GIVEN EXERCISE 1
In the thread on Apex launcher margins, which version does Smcdo123 suggest rolling back to?
GIVEN EXERCISE 2
Edit the rows from the line that contains "The function MUST provide one marker per instance of the small" through the end of the rows, replacing "slope of hill" with "hillside" and leaving everything else unchanged. Give only those rows.

TEXT PASSAGE
# Apex launcher margins



## Gil Smash (Jul 22, 2011)

Anyone use this feature and are you able to make it work. I can see the changes when I adjust the settings in Nova but Apex always has huge margins no matter what setting.

Sent from my Galaxy Nexus using RootzWiki


----------



## stastnysnipes26 (Jul 13, 2011)

Agreed. I think we would need to contact the app dev. though.


----------



## Gil Smash (Jul 22, 2011)

Well I figured I'd ask before reporting something to see if anyone else had that problem.

Sent from my Galaxy Nexus using RootzWiki


----------



## Smcdo123 (Jun 7, 2011)

Gil Smash said:


> Agreed. I think we would need to contact the app dev. though.


It works perfectly fine?
Take a look. You have to reboot launcher after a change like that.


----------



## Smcdo123 (Jun 7, 2011)

it is not much of a change but it def. works


----------



## Rodeojones (Jun 13, 2011)

I don't see any changes either. And yes, I've tried restarting the launcher.


----------



## Smcdo123 (Jun 7, 2011)

Rodeojones said:


> I don't see any changes either. And yes, I've tried restarting the launcher.


Look at my screenshots. There is a change. A very very slight change. Only thing I can think of maybe is it broke in the newest version as I have a themed version and havent updated mine.


----------



## Rodeojones (Jun 13, 2011)

Smcdo123 said:


> Look at my screenshots. There is a change. A very very slight change. Only thing I can think of maybe is it broke in the newest version as I have a themed version and havent updated mine.


I definitely see the changes in your shots. But I see no differences in mine.


----------



## Smcdo123 (Jun 7, 2011)

Rodeojones said:


> I definitely see the changes in your shots. But I see no differences in mine.


Roll back to v1.0.1 and see if that works. Im on that version because 1.0.2. fixes a dock issue but Im to lazy to update my themed version as the isssue doesnt bother me. Anyway see if that fixes it.


----------



## Gil Smash (Jul 22, 2011)

First is small. Second is large.

Sent from my Galaxy Nexus using RootzWiki


----------



## Gil Smash (Jul 22, 2011)

Basically they are the same exact thing

Sent from my Galaxy Nexus using RootzWiki


----------

EXTRACTED RECORDS
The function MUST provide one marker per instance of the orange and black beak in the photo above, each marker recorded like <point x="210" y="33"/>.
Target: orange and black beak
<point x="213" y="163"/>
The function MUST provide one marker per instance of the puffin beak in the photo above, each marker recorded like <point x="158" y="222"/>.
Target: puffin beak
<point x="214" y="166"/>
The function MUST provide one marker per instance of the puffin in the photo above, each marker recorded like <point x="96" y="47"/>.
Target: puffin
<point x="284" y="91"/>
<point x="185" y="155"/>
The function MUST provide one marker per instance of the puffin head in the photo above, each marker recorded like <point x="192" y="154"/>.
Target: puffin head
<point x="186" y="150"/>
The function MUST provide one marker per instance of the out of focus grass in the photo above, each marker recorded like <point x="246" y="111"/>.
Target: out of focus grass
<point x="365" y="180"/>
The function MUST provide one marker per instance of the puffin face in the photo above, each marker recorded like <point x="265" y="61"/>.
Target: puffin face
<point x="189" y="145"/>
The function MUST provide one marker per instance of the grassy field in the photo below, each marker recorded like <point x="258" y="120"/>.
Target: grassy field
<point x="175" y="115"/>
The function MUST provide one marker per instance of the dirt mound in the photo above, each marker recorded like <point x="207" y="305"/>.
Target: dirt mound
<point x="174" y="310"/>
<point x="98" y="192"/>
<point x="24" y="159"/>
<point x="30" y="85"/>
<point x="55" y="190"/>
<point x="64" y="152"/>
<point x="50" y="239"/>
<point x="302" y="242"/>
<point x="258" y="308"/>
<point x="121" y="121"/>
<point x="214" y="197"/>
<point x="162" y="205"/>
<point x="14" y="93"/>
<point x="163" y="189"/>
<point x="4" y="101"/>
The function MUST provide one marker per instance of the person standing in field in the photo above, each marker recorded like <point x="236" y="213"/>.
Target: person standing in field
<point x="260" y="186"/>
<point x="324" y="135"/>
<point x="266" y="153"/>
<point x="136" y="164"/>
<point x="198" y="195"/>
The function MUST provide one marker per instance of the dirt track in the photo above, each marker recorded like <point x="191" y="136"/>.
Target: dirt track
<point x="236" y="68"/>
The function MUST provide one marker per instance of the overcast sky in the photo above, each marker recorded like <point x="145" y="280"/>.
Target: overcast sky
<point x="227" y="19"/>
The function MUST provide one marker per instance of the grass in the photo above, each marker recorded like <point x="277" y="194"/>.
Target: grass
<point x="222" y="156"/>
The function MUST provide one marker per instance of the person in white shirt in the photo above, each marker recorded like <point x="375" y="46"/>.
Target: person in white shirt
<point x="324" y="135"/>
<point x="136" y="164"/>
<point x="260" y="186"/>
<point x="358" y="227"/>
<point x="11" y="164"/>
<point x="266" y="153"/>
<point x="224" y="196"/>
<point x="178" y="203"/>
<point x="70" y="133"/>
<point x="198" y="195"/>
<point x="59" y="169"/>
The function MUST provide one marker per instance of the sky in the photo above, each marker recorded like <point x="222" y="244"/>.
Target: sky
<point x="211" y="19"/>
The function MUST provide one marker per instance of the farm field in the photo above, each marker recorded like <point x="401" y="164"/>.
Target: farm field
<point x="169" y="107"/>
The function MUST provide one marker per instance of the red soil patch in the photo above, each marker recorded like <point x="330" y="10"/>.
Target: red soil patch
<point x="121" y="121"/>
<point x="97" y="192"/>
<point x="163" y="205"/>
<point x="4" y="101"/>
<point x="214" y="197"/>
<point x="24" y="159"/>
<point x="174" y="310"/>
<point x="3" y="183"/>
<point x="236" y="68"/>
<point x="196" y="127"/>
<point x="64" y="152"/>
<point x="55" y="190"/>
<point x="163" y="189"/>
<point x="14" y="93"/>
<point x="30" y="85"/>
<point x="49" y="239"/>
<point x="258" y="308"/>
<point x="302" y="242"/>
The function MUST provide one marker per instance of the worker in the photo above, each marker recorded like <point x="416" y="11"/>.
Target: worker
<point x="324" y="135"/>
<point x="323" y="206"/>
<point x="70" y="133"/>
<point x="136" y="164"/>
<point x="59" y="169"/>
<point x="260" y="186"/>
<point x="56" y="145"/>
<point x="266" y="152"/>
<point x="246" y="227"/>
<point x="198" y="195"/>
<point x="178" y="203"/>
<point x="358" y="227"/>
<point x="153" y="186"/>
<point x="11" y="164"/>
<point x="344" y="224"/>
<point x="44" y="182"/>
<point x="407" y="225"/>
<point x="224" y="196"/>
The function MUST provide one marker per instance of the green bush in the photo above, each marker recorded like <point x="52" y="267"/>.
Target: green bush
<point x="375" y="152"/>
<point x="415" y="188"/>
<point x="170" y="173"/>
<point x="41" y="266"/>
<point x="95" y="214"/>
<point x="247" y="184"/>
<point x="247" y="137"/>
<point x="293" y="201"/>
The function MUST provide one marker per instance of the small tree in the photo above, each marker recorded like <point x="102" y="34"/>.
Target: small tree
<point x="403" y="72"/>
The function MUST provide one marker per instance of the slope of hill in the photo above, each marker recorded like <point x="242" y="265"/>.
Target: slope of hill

OUTPUT 1
v1.0.1

OUTPUT 2
The function MUST provide one marker per instance of the small tree in the photo above, each marker recorded like <point x="102" y="34"/>.
Target: small tree
<point x="403" y="72"/>
The function MUST provide one marker per instance of the hillside in the photo above, each marker recorded like <point x="242" y="265"/>.
Target: hillside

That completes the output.